• **Article**:
▼

What You'll Build
Generate short text-to-video and image-to-video clips — with joint audio — locally on a 16 GB Apple M2 Pro using LTX Video 2.3, the 22B-parameter audio-video DiT from Lightricks. This is the one open video model with a real, cited Apple-Silicon path that stretches down to a 16 GB Mac, and it sits at the very edge of what the chip can hold: it only runs through a block-streaming, low-RAM MLX pipeline, and even then expect preview-quality output, long generation times, low resolution, and constant memory pressure. The lead path is the community ltx-2-mlx runner with its --low-ram block-streaming flag, paired with an int4 / mixed-precision build of the weights.

▲

• **Supplied data**:
▼

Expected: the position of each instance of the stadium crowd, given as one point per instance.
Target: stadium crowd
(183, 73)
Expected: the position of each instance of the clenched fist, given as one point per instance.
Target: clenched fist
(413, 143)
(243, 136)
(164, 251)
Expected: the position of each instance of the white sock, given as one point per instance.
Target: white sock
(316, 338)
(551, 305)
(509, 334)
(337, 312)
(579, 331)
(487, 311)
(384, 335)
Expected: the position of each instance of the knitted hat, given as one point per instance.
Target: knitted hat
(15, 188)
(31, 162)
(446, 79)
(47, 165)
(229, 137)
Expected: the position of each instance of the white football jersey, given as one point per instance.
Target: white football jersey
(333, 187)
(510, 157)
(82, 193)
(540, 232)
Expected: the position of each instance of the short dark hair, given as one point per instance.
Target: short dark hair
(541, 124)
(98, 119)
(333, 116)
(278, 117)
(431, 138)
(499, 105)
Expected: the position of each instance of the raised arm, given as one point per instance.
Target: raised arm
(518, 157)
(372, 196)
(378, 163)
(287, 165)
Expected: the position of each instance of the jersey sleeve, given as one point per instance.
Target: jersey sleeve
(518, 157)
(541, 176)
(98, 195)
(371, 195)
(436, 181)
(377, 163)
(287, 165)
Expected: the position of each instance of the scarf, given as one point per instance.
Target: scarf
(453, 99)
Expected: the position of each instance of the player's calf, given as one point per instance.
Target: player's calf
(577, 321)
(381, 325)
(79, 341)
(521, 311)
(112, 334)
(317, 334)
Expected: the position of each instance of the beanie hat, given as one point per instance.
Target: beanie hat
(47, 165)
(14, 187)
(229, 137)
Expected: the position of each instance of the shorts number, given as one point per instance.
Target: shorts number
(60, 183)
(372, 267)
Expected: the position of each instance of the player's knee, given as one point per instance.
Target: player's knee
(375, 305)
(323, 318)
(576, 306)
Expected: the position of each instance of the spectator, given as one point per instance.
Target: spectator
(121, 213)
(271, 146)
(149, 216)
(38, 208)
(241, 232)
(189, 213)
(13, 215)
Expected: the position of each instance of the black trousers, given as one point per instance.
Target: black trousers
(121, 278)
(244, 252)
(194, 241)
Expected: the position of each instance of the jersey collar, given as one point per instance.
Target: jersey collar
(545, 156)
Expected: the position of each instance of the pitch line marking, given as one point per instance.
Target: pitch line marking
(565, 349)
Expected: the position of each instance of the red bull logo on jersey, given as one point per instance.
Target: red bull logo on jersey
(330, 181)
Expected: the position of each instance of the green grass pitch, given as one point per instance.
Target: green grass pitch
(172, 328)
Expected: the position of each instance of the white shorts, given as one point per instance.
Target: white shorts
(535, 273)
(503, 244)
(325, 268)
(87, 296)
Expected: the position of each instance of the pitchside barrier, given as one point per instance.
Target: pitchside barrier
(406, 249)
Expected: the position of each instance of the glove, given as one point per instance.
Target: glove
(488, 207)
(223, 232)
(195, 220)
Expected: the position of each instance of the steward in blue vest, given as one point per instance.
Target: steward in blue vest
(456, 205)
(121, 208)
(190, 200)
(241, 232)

▲

• **Jobs**:
A – In the guide to running LTX Video 2.3 on a 16 GB Mac, which flag enables block streaming in the ltx-2-mlx runner?
B – Pick up the guide to running LTX Video 2.3 on a 16 GB Mac after its last sentence and keep writing it.

• **Answers for the tasks**:
A – The --low-ram flag.

B –
Hardware data: Apple M2 Pro (16GB unified memory, ~200 GB/s, ~10.5GB GPU-addressable by default) · LTX-2.3 22B distilled int4 · See benchmark data
⚠️ Experimental / preview-quality only — and the tightest Apple config we document. Video is the weakest local-AI tier on Apple Silicon, and 16 GB is the floor for it. The 22B transformer alone is ~9–11 GB quantized; on a 16 GB Mac (only ~10.5 GB is GPU-addressable by default) it does not fit without block-streaming weights from disk. You must use the
--low-ramstreaming mode (or a purpose-built low-RAM build) and raise the unified-memory wired limit. Treat every clip as a preview: keep resolution and frame count small, and expect minutes-per-clip with the system under memory pressure the whole time.
ℹ️ No Draw Things, no int8, no big-Metal path here. On a 64 GB M2 Max this model also runs in Draw Things' native Metal app and at int8 — both of those want far more memory than a 16 GB Mac has and are dropped from this recipe. On the M2 Pro the only viable path is the smallest MLX build with block streaming. There is also no first-party Apple benchmark for this pair yet (/check/ltx-video-2-3/m2-pro returns
unknown), so no speed figure is quoted below.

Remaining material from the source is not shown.